CONSIGNES =>
#1 Pour chaque affirmation sur le message aux kinésithérapeutes, répondez par oui ou par non et citez les mots du message qui tranchent. (a) Le gouvernement a vite répondu aux besoins en masques. (b) Certaines décisions prises ont été mal comprises. (c) Comme les autres professionnels de santé, les kinésithérapeutes peuvent faire accueillir leurs enfants à l'école.
#2 Réécrivez le message aux kinésithérapeutes depuis « Je sais aussi » jusqu'à « dont nous disposions. » inclus, en mettant « justifier » à la place de « expliquer ».
#3 Rédigez la suite du message aux kinésithérapeutes, à partir de sa dernière phrase.

EXTRAIT DU TEXTE =>
Je sais que vous avez été nombreux à solliciter les élus départementaux et je les remercie ici de s’être rendus si disponibles.
Je sais aussi que certaines décisions que nous avons prises ont été mal comprises. A l’évidence nous aurions dû prendre le temps de mieux les expliquer, même si du temps nous n’en avions pas, tant les questions étaient pressantes et les attentes grandes, nos décisions évoluant en fonction des changements de la situation épidémiologique et des informations dont nous disposions.
Nous avons fait des choix guidés par l’intérêt collectif pour protéger votre santé et celle de tous nos patients.
Vous avez constaté que certains de nos efforts ont payé puisqu’enfin nous sommes dotés dorénavant de masques en nombre important, permettant de prendre en charge nos patients avec plus de sécurité. Même s’il est regrettable que le gouvernement ait tardé à répondre à nos besoins, c’est aujourd’hui chose faite.
J’ai alerté également les pouvoirs publics sur la situation inéquitable que subissent les kinésithérapeutes qui se voient refuser l’accueil de leurs enfants dans les établissements scolaires contrairement à d’autres professionnels de santé. Je suivrai également ce dossier et ne manquerai pas de vous tenir informés de son évolution.

DONNÉES =>

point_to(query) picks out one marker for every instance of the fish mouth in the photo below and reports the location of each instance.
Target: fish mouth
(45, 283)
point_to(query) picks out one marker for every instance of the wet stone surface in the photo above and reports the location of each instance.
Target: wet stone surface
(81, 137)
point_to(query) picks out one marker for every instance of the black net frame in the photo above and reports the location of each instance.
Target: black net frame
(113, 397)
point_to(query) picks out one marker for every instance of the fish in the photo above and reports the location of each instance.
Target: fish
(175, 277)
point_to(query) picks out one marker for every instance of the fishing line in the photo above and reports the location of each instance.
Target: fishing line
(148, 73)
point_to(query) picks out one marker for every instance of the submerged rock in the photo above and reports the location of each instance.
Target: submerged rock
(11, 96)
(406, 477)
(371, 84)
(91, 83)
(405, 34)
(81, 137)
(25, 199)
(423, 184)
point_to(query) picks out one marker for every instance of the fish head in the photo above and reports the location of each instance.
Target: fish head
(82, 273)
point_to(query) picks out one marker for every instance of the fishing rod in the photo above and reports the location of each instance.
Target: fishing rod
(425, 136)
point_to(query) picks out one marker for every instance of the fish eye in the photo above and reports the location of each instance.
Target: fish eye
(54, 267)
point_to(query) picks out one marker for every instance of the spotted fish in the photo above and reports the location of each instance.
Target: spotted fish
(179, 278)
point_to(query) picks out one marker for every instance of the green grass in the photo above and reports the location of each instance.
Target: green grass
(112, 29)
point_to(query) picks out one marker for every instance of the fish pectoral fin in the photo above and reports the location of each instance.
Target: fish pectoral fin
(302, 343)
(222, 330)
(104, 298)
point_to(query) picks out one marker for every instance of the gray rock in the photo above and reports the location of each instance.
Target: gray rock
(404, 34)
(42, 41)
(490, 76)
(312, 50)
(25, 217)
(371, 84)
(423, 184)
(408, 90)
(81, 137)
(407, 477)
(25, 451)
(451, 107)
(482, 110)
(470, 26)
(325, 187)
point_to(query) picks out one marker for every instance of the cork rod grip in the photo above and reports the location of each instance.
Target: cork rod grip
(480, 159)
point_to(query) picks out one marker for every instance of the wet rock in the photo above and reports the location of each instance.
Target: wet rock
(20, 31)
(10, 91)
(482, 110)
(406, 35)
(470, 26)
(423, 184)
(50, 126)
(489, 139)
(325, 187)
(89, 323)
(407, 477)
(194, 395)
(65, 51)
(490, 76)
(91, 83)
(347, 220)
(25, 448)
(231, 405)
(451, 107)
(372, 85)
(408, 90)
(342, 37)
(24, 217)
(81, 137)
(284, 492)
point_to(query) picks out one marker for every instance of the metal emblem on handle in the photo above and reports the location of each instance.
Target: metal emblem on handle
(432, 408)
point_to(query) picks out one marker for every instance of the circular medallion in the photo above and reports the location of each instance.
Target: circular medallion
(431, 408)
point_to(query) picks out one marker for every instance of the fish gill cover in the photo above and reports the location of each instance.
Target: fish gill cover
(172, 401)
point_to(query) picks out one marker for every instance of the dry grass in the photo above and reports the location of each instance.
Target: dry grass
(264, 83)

RÉPONSES =>
#1
(a) Non : « Même s’il est regrettable que le gouvernement ait tardé à répondre à nos besoins »
(b) Oui : « certaines décisions que nous avons prises ont été mal comprises »
(c) Non : « se voient refuser l’accueil de leurs enfants dans les établissements scolaires contrairement à d’autres professionnels de santé »

#2
Je sais aussi que certaines décisions que nous avons prises ont été mal comprises. A l’évidence nous aurions dû prendre le temps de mieux les justifier, même si du temps nous n’en avions pas, tant les questions étaient pressantes et les attentes grandes, nos décisions évoluant en fonction des changements de la situation épidémiologique et des informations dont nous disposions.

#3
Néanmoins la situation sanitaire de notre pays ne nous permet pas un retour à une vie normale dans l’immédiat. A la crise sanitaire s’ajoute une crise économique sans précédent, que vous subissez aussi.
L’Ordre n’est pas impliqué dans les négociations relatives à des aides financières. Ceci incombe à vos syndicats représentatifs.
Mais nous avons une mission d’entraide professionnelle, à laquelle nous consacrons chaque année un budget important.
C’est ainsi que nous finançons avec les autres ordres une plate-forme d’appels téléphoniques vous permettant de recevoir une aide et une écoute en cas de besoin.
Mais nous souhaitons aller plus loin. C’est pour cela que j’ai demandé au Conseil national la possibilité de débloquer une aide exceptionnelle pour vous assister dans cette période difficile. C’est plus d’un million d’euros que nous avons décidé de mobiliser. Ce fonds exceptionnel a permis de faire fabriquer 60 000 visières de qualité, confortables, durables, afin de mieux vous protéger lors des soins que vous prodiguerez à vos patients. Elles sont en cours de distribution.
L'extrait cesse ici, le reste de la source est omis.